Records excerpted from a collection
━━━━━━

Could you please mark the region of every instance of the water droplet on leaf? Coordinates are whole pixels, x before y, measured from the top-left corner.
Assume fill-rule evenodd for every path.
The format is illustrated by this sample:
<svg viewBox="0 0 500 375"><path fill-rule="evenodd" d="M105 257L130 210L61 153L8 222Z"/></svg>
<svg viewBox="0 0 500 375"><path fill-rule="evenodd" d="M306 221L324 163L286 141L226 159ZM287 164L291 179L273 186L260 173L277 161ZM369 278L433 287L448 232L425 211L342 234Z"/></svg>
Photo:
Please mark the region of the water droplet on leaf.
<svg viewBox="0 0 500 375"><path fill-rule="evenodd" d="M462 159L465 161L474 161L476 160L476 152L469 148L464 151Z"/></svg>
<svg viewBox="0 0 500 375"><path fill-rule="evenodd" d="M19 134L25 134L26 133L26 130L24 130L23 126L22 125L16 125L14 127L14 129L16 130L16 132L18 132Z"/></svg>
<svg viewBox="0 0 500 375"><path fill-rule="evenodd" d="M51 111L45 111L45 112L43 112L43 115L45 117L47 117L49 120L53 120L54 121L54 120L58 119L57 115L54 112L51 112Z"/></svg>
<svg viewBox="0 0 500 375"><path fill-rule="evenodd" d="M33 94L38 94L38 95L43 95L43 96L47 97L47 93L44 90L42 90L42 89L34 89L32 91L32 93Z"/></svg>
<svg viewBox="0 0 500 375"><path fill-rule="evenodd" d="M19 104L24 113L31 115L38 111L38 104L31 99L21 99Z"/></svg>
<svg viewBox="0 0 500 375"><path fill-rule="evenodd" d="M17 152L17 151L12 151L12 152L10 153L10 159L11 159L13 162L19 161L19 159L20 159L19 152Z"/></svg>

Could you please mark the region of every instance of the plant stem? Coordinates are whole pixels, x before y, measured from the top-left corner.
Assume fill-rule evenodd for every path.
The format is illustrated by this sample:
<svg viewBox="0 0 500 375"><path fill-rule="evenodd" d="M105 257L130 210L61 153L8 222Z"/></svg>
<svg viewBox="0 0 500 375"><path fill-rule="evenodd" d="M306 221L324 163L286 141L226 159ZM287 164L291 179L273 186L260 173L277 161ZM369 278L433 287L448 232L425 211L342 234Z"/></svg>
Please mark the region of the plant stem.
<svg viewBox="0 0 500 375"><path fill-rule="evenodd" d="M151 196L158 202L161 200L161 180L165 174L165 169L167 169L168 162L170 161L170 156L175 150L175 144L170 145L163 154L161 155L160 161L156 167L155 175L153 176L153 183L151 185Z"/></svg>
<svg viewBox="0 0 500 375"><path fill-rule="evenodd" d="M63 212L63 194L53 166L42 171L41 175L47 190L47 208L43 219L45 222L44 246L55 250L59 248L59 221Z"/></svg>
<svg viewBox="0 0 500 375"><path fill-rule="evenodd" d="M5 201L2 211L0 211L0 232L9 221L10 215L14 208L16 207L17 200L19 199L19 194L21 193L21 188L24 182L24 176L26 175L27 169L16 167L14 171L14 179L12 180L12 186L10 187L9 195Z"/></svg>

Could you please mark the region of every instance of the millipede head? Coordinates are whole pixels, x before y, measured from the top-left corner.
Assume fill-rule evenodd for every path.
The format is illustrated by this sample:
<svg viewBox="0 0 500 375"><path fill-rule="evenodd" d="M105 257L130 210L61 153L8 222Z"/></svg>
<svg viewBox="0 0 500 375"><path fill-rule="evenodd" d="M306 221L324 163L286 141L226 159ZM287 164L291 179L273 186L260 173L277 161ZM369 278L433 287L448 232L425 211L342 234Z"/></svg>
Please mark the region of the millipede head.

━━━━━━

- **BRIEF**:
Verbatim reproduction of the entries is required.

- **RESULT**:
Could you please mark the region of every instance of the water droplet on leaf? Coordinates are whole pixels, x before y, measured from the top-left corner.
Assume fill-rule evenodd for every path.
The format is illustrated by this sample:
<svg viewBox="0 0 500 375"><path fill-rule="evenodd" d="M105 257L130 210L61 153L8 222Z"/></svg>
<svg viewBox="0 0 500 375"><path fill-rule="evenodd" d="M306 221L324 163L286 141L226 159ZM287 164L291 179L273 186L260 173L277 161ZM369 278L433 287L448 232L425 211L342 234Z"/></svg>
Photo:
Please mark the region of the water droplet on leaf.
<svg viewBox="0 0 500 375"><path fill-rule="evenodd" d="M462 159L465 161L474 161L476 160L476 152L469 148L464 151Z"/></svg>
<svg viewBox="0 0 500 375"><path fill-rule="evenodd" d="M19 134L25 134L26 133L26 130L24 130L23 126L22 125L16 125L14 127L14 129L16 130L16 132L18 132Z"/></svg>
<svg viewBox="0 0 500 375"><path fill-rule="evenodd" d="M51 111L45 111L45 112L43 112L43 115L45 117L47 117L49 120L53 120L54 121L54 120L58 119L57 115L54 112L51 112Z"/></svg>
<svg viewBox="0 0 500 375"><path fill-rule="evenodd" d="M33 94L38 94L38 95L43 95L43 96L47 97L47 93L44 90L42 90L42 89L34 89L32 91L32 93Z"/></svg>
<svg viewBox="0 0 500 375"><path fill-rule="evenodd" d="M19 104L24 113L31 115L38 111L38 104L31 99L21 99Z"/></svg>
<svg viewBox="0 0 500 375"><path fill-rule="evenodd" d="M17 152L17 151L12 151L12 152L10 153L10 159L11 159L13 162L19 161L19 159L20 159L19 152Z"/></svg>

Could you please mark the region of every instance of the plant stem? Coordinates are whole pixels, x before y, measured from the top-left corner.
Assume fill-rule evenodd for every path.
The format is illustrated by this sample:
<svg viewBox="0 0 500 375"><path fill-rule="evenodd" d="M105 257L130 210L61 153L8 222Z"/></svg>
<svg viewBox="0 0 500 375"><path fill-rule="evenodd" d="M306 221L324 163L286 141L226 159ZM287 164L291 179L273 186L260 173L277 161ZM369 278L433 287L448 232L425 211L342 234Z"/></svg>
Please mark the region of the plant stem.
<svg viewBox="0 0 500 375"><path fill-rule="evenodd" d="M151 196L158 202L161 200L161 180L165 174L165 169L167 169L168 162L170 161L170 156L175 150L175 144L170 145L163 154L161 155L160 161L156 167L155 175L153 176L153 183L151 185Z"/></svg>
<svg viewBox="0 0 500 375"><path fill-rule="evenodd" d="M63 212L63 194L53 166L42 171L41 175L47 190L47 208L43 219L45 222L44 246L55 250L59 248L59 221Z"/></svg>
<svg viewBox="0 0 500 375"><path fill-rule="evenodd" d="M5 201L2 211L0 211L0 232L9 221L10 215L14 208L16 207L17 200L19 199L19 194L21 193L21 188L24 182L24 176L26 175L27 169L16 167L14 171L14 179L12 180L12 186L10 187L9 195Z"/></svg>

Could you please mark the region of every instance of the millipede head? Coordinates are whole pixels, x before y, measured from the top-left corner.
Assume fill-rule evenodd for every path.
The format is illustrated by this sample:
<svg viewBox="0 0 500 375"><path fill-rule="evenodd" d="M105 257L130 210L61 153L8 222Z"/></svg>
<svg viewBox="0 0 500 375"><path fill-rule="evenodd" d="M306 221L324 163L286 141L226 159ZM287 164L291 179L273 186L260 173L277 161ZM369 278L433 287L448 232L425 211L342 234Z"/></svg>
Please mark the region of the millipede head.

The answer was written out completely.